----- Records provided
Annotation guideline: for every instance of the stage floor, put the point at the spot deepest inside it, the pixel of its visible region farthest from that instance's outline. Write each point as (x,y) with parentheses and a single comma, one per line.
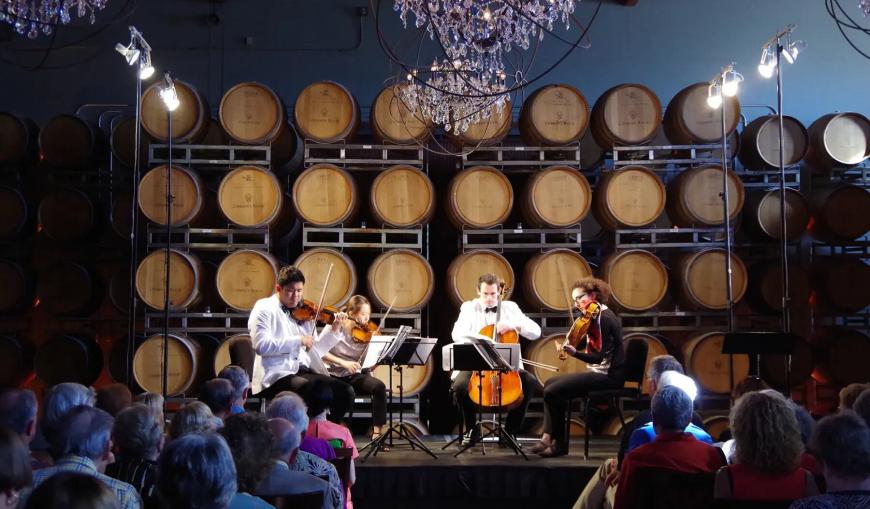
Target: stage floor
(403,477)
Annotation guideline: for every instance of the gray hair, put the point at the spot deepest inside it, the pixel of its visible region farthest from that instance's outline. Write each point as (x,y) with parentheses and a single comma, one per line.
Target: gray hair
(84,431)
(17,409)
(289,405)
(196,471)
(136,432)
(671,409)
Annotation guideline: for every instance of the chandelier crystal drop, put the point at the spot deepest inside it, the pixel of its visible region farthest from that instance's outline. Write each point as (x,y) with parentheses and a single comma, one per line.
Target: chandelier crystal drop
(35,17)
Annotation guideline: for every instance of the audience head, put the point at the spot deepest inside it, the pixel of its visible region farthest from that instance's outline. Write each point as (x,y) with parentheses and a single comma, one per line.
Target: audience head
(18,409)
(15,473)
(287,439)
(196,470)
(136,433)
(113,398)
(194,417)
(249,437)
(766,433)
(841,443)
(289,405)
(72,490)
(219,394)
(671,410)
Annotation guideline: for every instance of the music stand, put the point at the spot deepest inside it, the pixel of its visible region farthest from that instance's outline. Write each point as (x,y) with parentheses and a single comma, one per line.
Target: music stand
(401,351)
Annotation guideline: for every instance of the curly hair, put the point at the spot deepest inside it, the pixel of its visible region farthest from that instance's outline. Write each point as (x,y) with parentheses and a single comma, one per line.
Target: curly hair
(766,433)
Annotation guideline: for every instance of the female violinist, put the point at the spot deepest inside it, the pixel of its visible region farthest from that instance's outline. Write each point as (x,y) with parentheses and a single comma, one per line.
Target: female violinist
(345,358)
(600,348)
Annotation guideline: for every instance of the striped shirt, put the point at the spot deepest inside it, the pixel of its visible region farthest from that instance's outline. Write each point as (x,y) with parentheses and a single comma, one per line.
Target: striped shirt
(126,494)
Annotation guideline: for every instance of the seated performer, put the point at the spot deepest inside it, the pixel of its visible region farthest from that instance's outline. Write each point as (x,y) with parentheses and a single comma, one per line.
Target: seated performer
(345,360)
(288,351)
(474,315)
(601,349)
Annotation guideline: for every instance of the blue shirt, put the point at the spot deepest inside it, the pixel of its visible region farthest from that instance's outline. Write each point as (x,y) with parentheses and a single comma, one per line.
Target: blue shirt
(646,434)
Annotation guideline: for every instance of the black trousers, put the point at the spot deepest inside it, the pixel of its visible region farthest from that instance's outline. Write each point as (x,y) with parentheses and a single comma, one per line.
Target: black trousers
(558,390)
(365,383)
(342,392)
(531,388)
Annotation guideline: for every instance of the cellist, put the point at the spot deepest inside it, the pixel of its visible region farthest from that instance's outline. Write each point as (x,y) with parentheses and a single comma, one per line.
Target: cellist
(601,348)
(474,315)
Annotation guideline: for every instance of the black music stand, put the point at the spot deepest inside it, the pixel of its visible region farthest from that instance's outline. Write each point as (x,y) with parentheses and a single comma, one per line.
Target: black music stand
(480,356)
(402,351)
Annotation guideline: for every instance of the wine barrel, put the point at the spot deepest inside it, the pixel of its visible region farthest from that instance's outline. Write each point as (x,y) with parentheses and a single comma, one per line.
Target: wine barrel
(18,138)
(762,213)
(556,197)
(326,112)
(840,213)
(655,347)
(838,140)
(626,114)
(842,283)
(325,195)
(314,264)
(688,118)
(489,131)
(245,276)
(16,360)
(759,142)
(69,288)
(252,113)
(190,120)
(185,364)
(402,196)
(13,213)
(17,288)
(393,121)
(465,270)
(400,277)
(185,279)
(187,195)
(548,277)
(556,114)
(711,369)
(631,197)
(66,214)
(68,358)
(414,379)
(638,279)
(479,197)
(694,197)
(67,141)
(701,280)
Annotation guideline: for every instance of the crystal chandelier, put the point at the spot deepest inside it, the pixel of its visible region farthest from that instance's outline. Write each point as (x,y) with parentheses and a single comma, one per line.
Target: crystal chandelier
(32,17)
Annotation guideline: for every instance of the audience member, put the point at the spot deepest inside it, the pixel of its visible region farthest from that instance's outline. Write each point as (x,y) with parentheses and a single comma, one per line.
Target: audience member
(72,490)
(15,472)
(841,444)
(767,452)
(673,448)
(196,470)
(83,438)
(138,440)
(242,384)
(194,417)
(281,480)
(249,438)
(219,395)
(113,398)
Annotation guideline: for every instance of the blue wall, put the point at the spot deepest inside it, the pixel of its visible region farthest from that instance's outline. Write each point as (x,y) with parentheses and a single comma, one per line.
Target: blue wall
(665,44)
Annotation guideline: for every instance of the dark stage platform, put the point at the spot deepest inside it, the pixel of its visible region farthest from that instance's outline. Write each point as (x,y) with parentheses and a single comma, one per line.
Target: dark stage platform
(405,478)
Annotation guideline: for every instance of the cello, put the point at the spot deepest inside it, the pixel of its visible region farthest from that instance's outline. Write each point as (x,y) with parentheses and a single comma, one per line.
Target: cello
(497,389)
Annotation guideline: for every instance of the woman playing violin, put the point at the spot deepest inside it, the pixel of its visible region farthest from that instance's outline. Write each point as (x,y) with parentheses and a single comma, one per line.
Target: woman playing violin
----------
**Exercise:** Each line from the one containing "Annotation guideline: for every instance of the blue wall, put" to the end of the records should be echoed exactly, and no other line.

**Reply:**
Annotation guideline: for every instance of the blue wall, put the point at the spot deepest inside it, the pixel of its visible region farthest from that instance's outline. Write each point as (x,y) with parentheses and a single comma, one per line.
Target: blue wall
(665,44)
Annotation guideline: for every instance of the dark stage platform, put the point at the spot deepest inside it, the pixel of its visible region farthest from that instance's outline. Write each point as (x,y) with parentheses and a single comma, one per line.
Target: dark stage platform
(405,478)
Annotation guideline: for every instance of the cello, put the point at the spot deepest inside it, the pixel of its visible region farthest from that instance's outline. Write each point as (x,y) with parentheses and a single comma, one per line.
Target: cello
(497,389)
Annotation guideline: for every instance of the woman playing violin, put the point at the spot deepest inside it, the pixel of its visible region farthest from that instance's outline. Write each point as (x,y) with parentheses and a single comma, one per line.
Target: woman playing violin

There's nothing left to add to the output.